> _SUPPLIED PASSAGE_

- - - -

Finiteness properties of groups

In mathematics, finiteness properties of a group are a collection of properties that allow the use of various algebraic and topological tools, for example group cohomology, to study the group. It is mostly of interest for the study of infinite groups.

Special cases of groups with finiteness properties are finitely generated and finitely presented groups.

Topological finiteness properties

Given an integer n ≥ 1, a group $\Gamma$ is said to be of type F_n if there exists an aspherical CW-complex whose fundamental group is isomorphic to $\Gamma$ (a classifying space for $\Gamma$ ) and whose n-skeleton is finite. A group is said to be of type F_∞ if it is of type F_n for every n. It is of type F if there exists a finite aspherical CW-complex of which it is the fundamental group.

For small values of n these conditions have more classical interpretations:

a group is of type F₁ if and only if it is finitely generated (the Cayley graph is the finite 1-skeleton of a classifying space);

a group is of type F₂ if and only if it is finitely presented (using the Cayley complex instead of the Cayley graph).

It is known that for every n ≥ 1 there are groups of type F_n which are not of type F_n+1. Finite groups are of type F_∞ but not of type F. Thompson's group $F$ is an example of a torsion-free group which is of type F_∞ but not of type F[1].

A reformulation of the F_n property is that a group has it if and only if it acts properly discontinuously, freely and cocompactly on a CW-complex whose homotopy groups $\pi _{1},\ldots ,\pi _{n}$ vanish. Another finiteness property can be formulated by replacing homotopy with homology: a group is said to be of type FH_n if it acts as above on a CW-complex whose n first homology groups vanish.

Algebraic finiteness properties

Let $\Gamma$ be a group and $\mathbb {Z} \Gamma$ its group ring. The group $\Gamma$ is said to be of type FP_n if there exists a resolution of the trivial $\mathbb {Z} \Gamma$ -module $\mathbb {Z}$ such that the n first terms are finitely generated projective $\mathbb {Z} \Gamma$ -modules.[2] The types FP_∞ and FP are defined in the obvious way.

The same statement with projective modules replaced by free modules defines the classes FL_n for n ≥ 1, FL_∞ and FL.

It is also possible to define classes FP_n(R) and FL_n(R) for any commutative ring R, by replacing the group ring $\mathbb {Z} \Gamma$ by $R\Gamma$ in the definitions above.

Either of the conditions F_n or FH_n imply FP_n and FL_n (over any commutative ring). A group is of type FP₁ if and only if it is finitely generated,[2] but for any n ≥ 2 there exists groups which are of type FP_n but not F_n.[3]

Group cohomology

If a group is of type FP_n then its cohomology groups $H^{i}(\Gamma )$ are finitely generated for $0\leq i\leq n$ . If it is of type FP then it is of finite cohomological dimension. Thus finiteness properties play an important role in the cohomology theory of groups.

Examples

Finite groups

A finite group $G$ acts freely on the unit sphere in $\mathbb {R} ^{\mathbb {N} }$ , preserving a CW-complex structure with finitely many cells in each dimension.[4] Since this unit sphere is contractible, every finite group is of type F_∞.

- - - -

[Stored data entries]
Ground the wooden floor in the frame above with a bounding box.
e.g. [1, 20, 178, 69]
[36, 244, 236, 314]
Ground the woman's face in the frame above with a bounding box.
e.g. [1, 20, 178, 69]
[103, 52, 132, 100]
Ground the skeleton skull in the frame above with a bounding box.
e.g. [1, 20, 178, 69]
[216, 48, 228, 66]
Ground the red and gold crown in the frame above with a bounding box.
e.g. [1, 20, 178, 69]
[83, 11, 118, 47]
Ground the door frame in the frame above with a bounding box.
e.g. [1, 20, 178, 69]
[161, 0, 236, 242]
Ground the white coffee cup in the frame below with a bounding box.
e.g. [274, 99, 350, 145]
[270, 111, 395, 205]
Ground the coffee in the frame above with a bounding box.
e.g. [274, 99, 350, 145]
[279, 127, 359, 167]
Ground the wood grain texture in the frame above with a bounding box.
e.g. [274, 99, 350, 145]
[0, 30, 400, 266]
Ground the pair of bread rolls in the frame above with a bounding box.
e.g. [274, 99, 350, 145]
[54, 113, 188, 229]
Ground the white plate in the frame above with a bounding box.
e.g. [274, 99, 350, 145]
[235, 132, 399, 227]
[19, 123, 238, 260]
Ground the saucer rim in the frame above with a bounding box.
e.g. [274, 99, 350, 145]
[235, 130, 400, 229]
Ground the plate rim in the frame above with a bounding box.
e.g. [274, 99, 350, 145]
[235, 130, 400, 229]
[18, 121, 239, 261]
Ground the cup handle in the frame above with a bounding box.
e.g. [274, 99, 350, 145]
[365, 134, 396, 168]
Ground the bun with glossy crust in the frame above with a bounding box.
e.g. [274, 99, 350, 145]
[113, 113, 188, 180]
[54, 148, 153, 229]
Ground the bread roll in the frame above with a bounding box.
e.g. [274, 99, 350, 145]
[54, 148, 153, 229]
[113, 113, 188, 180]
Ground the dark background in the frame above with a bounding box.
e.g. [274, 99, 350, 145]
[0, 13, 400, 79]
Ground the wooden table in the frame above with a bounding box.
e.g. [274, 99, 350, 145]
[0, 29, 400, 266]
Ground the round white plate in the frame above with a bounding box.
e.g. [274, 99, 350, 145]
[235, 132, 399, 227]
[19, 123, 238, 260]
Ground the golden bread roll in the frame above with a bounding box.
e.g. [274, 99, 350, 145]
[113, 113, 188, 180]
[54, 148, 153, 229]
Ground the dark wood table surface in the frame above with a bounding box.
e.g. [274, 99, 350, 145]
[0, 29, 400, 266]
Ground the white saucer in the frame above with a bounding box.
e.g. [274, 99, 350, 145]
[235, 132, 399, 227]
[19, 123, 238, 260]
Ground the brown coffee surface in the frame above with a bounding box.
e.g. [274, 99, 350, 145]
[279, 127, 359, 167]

- - - -

> _ACTIVITIES_
• a. Reproduce the article on finiteness properties of groups from "Algebraic finiteness properties" to "FL_∞ and FL.".
• b. Translate this sentence from the article on finiteness properties of groups into French: "Special cases of groups with finiteness properties are finitely generated and finitely presented groups."
The listing is material separate from the article on finiteness properties of groups.

> _EXERCISE RESPONSES_
• a.
Algebraic finiteness properties

Let $\Gamma$ be a group and $\mathbb {Z} \Gamma$ its group ring. The group $\Gamma$ is said to be of type FP_n if there exists a resolution of the trivial $\mathbb {Z} \Gamma$ -module $\mathbb {Z}$ such that the n first terms are finitely generated projective $\mathbb {Z} \Gamma$ -modules.[2] The types FP_∞ and FP are defined in the obvious way.

The same statement with projective modules replaced by free modules defines the classes FL_n for n ≥ 1, FL_∞ and FL.

• b. Des cas particuliers de groupes possédant des propriétés de finitude sont les groupes de type fini et les groupes de présentation finie.